## TASK REQUIREMENTS
Return every line in the rows below that contains the word "When", and treat uppercase and lowercase letters as different.

## PROVIDED DATA
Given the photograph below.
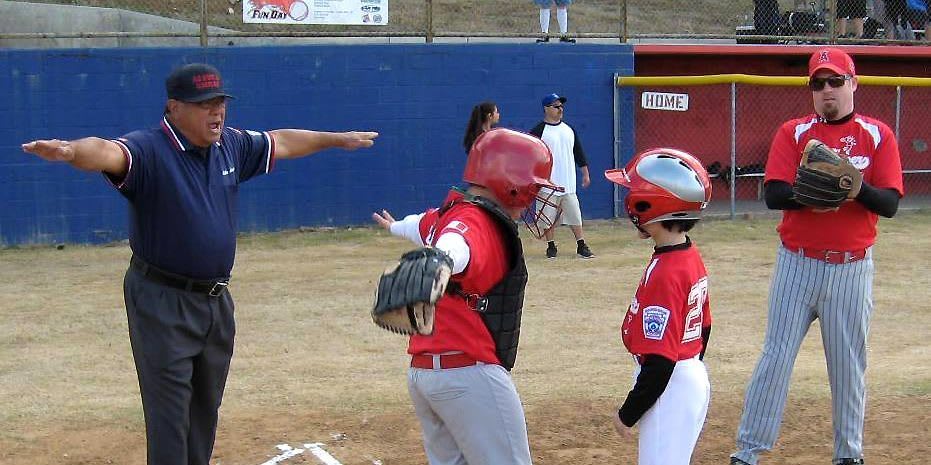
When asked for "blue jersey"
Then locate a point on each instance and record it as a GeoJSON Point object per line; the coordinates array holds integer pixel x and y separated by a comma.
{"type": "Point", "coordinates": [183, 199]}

--

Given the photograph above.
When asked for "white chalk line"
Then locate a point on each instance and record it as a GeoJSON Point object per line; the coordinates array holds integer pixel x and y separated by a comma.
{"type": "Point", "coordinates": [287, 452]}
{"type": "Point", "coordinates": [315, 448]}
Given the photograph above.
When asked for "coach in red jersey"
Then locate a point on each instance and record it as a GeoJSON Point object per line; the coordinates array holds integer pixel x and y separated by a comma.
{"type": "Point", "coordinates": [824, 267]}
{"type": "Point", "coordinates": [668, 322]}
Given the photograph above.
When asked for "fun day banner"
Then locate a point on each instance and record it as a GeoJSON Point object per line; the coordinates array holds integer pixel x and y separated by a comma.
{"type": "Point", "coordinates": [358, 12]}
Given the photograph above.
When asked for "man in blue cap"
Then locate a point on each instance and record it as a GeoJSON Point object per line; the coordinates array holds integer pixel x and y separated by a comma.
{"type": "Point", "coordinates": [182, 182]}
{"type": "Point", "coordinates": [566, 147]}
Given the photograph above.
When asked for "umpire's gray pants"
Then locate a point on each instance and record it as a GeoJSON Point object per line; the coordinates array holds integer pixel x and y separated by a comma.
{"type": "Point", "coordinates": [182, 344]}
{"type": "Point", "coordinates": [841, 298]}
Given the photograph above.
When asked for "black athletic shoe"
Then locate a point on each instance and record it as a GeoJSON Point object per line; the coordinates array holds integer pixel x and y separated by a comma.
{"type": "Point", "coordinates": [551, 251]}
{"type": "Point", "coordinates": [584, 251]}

## FINAL ANSWER
When asked for "blue jersey"
When asked for "white chalk line"
When asked for "coach in red jersey"
When asked for "fun day banner"
When asked for "man in blue cap"
When asked for "umpire's gray pants"
When asked for "black athletic shoe"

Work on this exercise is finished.